» PROBLEM TO WORK ON
After locating the line that contains "of the hedge", restate it and each later line word for word through the end of the records.

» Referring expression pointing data
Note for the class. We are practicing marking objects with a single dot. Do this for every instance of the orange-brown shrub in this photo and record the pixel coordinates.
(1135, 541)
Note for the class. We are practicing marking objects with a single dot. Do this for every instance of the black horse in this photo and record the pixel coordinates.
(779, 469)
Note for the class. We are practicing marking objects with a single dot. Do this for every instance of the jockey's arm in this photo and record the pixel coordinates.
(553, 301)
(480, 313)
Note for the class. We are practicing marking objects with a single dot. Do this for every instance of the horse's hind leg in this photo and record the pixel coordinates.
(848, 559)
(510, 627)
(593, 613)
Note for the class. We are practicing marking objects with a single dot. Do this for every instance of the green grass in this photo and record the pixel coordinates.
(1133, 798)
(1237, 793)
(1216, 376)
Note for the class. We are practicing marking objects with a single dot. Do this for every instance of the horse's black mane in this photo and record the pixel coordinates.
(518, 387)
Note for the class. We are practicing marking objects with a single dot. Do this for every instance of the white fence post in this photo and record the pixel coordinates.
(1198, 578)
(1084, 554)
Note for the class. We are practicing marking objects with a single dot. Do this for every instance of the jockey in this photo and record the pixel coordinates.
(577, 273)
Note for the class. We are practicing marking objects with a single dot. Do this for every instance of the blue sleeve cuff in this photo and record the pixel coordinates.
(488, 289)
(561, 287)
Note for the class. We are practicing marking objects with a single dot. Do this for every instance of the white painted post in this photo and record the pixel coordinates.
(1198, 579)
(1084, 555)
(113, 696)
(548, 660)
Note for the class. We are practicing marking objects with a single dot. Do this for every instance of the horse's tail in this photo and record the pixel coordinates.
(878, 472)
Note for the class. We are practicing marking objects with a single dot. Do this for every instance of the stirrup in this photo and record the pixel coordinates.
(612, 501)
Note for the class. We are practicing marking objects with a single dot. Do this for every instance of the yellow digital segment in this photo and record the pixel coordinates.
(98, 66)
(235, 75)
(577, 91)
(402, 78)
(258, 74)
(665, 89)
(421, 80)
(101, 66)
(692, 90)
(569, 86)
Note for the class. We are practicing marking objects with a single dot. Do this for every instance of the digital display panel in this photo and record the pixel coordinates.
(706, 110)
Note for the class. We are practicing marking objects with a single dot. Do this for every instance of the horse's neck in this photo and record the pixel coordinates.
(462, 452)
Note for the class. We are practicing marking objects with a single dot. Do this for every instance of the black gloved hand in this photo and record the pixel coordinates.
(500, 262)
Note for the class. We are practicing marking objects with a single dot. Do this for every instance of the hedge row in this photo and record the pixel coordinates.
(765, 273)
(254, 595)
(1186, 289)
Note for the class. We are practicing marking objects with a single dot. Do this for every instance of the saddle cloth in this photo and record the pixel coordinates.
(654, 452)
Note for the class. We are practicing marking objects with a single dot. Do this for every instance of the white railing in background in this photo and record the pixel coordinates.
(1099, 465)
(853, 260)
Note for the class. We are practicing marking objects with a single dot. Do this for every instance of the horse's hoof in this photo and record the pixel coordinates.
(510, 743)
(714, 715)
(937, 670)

» WRITTEN ANSWER
Note for the class. We are practicing marking objects with a single dot. Do this for every instance of the hedge row in this photo and record the pixel coordinates.
(765, 273)
(254, 595)
(1186, 289)
Note for the class. We are practicing marking objects with a single dot. Do this for every instance of the saddle cloth in this photo and record the pixel coordinates.
(654, 452)
Note for the class. We are practicing marking objects with a single dot. Do this for every instance of the white railing in background in this photo and record the pixel coordinates.
(1099, 465)
(853, 260)
Note for the class. We are practicing marking objects with a single dot. Do this for every instance of the horse's hoof in this photo and record the pixel coordinates.
(510, 743)
(714, 715)
(937, 670)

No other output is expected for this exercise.